_TASK:_
The expected result is the full set of records, copied precisely, with images dropped.

_EXCERPTED DATA:_
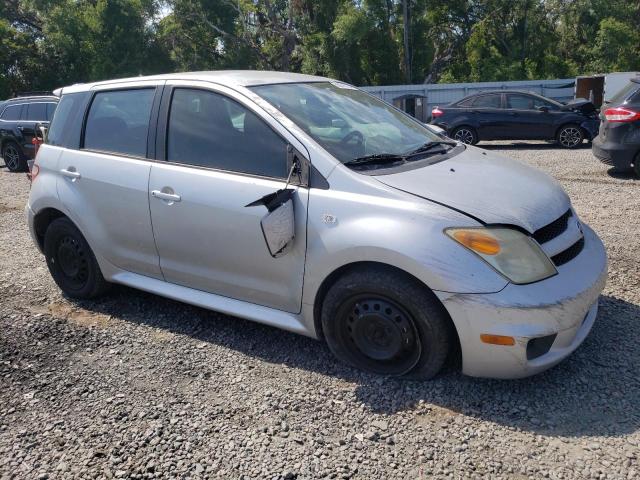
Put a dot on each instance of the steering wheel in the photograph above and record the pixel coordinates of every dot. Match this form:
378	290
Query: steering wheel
353	135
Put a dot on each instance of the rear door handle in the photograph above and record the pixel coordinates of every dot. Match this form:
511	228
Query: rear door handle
171	197
72	174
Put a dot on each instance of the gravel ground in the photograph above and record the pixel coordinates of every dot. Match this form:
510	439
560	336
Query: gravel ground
137	386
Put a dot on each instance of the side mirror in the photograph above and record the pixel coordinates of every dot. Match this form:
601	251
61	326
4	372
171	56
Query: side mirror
41	132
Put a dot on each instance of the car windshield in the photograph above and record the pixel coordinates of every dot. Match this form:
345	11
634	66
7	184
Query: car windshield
347	122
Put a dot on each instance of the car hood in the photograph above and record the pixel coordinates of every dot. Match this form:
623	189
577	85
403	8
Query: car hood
489	187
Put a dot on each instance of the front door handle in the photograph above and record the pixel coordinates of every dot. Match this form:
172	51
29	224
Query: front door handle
170	197
72	174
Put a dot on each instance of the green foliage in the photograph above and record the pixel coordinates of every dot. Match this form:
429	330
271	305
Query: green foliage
48	43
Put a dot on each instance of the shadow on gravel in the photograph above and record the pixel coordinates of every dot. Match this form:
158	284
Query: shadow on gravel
626	174
595	392
527	146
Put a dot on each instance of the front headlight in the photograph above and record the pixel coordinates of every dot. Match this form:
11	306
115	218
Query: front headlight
512	253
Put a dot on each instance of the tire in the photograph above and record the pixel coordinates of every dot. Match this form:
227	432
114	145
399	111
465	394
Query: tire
465	134
379	320
71	262
570	136
13	157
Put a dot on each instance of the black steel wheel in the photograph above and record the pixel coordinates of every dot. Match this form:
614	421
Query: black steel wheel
381	321
383	334
71	261
570	136
13	157
465	135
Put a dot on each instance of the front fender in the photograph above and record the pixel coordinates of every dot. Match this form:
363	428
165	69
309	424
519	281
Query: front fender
346	228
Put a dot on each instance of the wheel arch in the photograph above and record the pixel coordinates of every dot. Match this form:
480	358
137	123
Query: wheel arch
469	126
43	219
332	277
567	124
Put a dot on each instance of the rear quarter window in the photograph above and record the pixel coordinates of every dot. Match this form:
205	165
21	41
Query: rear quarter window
37	112
66	124
12	112
118	121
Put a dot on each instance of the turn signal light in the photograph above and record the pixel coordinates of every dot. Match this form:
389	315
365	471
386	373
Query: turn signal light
497	339
478	241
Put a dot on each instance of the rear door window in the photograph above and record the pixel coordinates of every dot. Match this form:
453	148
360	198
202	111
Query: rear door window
12	112
488	101
118	121
520	102
37	112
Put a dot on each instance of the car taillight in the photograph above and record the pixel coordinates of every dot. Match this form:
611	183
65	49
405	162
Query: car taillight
35	170
621	114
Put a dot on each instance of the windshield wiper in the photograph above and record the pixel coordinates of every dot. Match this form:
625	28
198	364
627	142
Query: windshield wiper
377	158
430	146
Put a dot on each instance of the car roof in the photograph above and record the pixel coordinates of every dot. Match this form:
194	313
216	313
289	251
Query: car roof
231	78
523	92
32	99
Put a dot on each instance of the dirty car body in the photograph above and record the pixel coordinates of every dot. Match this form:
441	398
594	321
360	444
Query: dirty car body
493	247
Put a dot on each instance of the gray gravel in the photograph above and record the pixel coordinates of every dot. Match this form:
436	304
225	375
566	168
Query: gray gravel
137	386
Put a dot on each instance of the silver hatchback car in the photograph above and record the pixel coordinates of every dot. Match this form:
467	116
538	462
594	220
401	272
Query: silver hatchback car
304	203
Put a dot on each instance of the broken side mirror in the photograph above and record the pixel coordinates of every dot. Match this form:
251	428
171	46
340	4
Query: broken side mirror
278	225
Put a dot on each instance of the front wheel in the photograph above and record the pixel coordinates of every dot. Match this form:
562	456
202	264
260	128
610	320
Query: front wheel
465	135
71	261
381	321
570	136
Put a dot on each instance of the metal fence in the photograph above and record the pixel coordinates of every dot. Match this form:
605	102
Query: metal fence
442	94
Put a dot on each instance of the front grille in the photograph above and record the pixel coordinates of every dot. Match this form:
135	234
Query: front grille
569	254
554	229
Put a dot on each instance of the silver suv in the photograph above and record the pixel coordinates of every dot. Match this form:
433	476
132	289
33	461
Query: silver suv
304	203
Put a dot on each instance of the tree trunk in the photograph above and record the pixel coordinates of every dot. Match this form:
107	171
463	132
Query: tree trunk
406	32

_YOUR SOLUTION:_
Put a dot on each instance of the steering wheel in the photograph above and record the pixel coordinates of every dot. Match this form:
378	290
Query: steering wheel
353	135
Put a dot on each instance of the rear door handle in the photograph above and record the pixel coordinates of every dot. Match this form:
511	228
Query: rear door handle
171	197
72	174
Put a dot on each instance of the gravel ground in the photograph above and record the pixel coordinates of every dot. Match this form:
510	439
560	336
Query: gravel ground
137	386
Put a dot on each instance of the side mirror in the photograph above and record the pixel coordinates of every dot. Match this form:
601	251
61	326
4	372
171	56
Query: side mirror
41	132
Put a dot on each instance of the car windshield in the photograph above and record the pixel coordinates of every dot. Match this form:
345	11
634	66
7	184
Query: car windshield
347	122
Put a dot on each instance of the car hood in the photograph above and record the pixel coordinates of every dot. Match this form:
623	189
577	85
403	8
Query: car hood
489	187
Put a dot on each instance of the front door handle in the photograph above and record the pixel coordinates of every dot. Match this form:
172	51
29	224
Query: front door handle
170	197
72	174
Put a dot on each instance of the green foliage in the photograph above and record the pixel coordinates of every dot. Match this form:
429	330
271	305
Query: green foliage
48	43
Put a dot on each instance of the shadow on gravel in the photograph above and record the pixel coordinates of every dot. Match this form:
158	284
Query: shadow on gravel
626	174
595	392
527	146
Put a dot on each instance of the front headlight in the photograph above and record the pixel coordinates of every dot. Match this form:
11	306
115	218
Query: front headlight
512	253
Put a dot on each instance of the tire in the photograph above and record the pixel coordinates of every dot. Match this form:
227	432
114	145
399	111
465	394
Query: tire
465	134
379	320
71	262
570	136
13	157
Put a dot on each instance of the black steel wheel in the photograph above and record the pixel coordinates of every dot. Match this form:
614	421
Query: black steel wheel
381	321
383	334
71	261
570	136
13	157
465	135
Put a dot on each instance of the front fender in the photograph above and record the pixel coordinates of every dot. Match this form:
363	428
165	69
309	424
519	281
Query: front fender
346	228
Put a dot on each instance of the wheel arch in the photograph above and record the pixel coordinates of every dot. Match this form:
480	358
137	123
Query: wheel arch
469	126
43	219
332	277
567	124
Put a dot on each instance of the rear quarter window in the photograph above and record the pixel coordinates of every dot. Match this form:
205	165
21	41
Query: rear quarter window
37	112
66	124
12	112
118	121
Put a dot on each instance of the turn signal light in the photograph above and record the pixel coordinates of every dot. Match this form:
389	315
365	471
386	373
Query: turn signal light
497	339
478	241
Put a dot on each instance of the rear door window in the photograph above and record the pixel coordinates of every dot. Match this form:
453	148
360	198
202	111
Query: rear door window
12	112
488	101
118	121
520	102
37	112
Put a dot on each instance of the car taillight in the photograph above and record the pixel coordinates of every dot. Match this form:
611	183
65	49
405	162
Query: car taillight
35	170
621	114
Put a dot on each instance of the windshield wiper in the photograph above and record the pixel coordinates of every dot. Match this form:
625	28
198	364
627	142
Query: windshield wiper
377	158
430	146
Put a dot on each instance of the car roof in the photograph above and record the pixel coordinates of every dot. Match this form:
194	313
216	313
289	251
Query: car roof
231	78
523	92
32	99
Put a dot on each instance of the dirty car body in the photograph above and record the pixel coordinates of every dot. Match this form:
441	398
594	321
360	444
Query: dirty car body
493	247
Put a dot on each instance of the gray gravel in the photograph above and record the pixel coordinates of every dot. Match this form:
436	304
225	375
566	168
Query: gray gravel
137	386
Put a dot on each instance of the silver hatchback car in the photograph above and record the pixel coordinates of every dot. Match this form:
467	116
538	462
594	220
401	272
Query: silver hatchback car
304	203
Put a dot on each instance of the broken side mirror in the photograph above and record the pixel coordinates of every dot. Match this form:
251	428
171	46
340	4
Query: broken side mirror
278	225
Put a dot on each instance of the front wheel in the photograph above and record the pixel coordinates of every dot. Match this form:
562	456
202	264
260	128
610	320
Query: front wheel
465	135
71	261
381	321
570	136
Put a dot on each instance of the metal fence in the photograph above and record the pixel coordinates of every dot. Match this form:
605	102
Query: metal fence
442	94
Put a dot on each instance of the front grille in the photograph above and record the pixel coordinates of every dot. Match this form:
135	234
Query: front grille
569	254
554	229
Put a dot on each instance of the silver suv in the photograph above and record the pixel coordinates of every dot. Match this form:
433	476
132	289
33	461
Query: silver suv
304	203
Put a dot on each instance of the tree trunk in the photograph above and record the pixel coordinates of every dot. Match this form:
107	171
463	132
Query: tree trunk
406	32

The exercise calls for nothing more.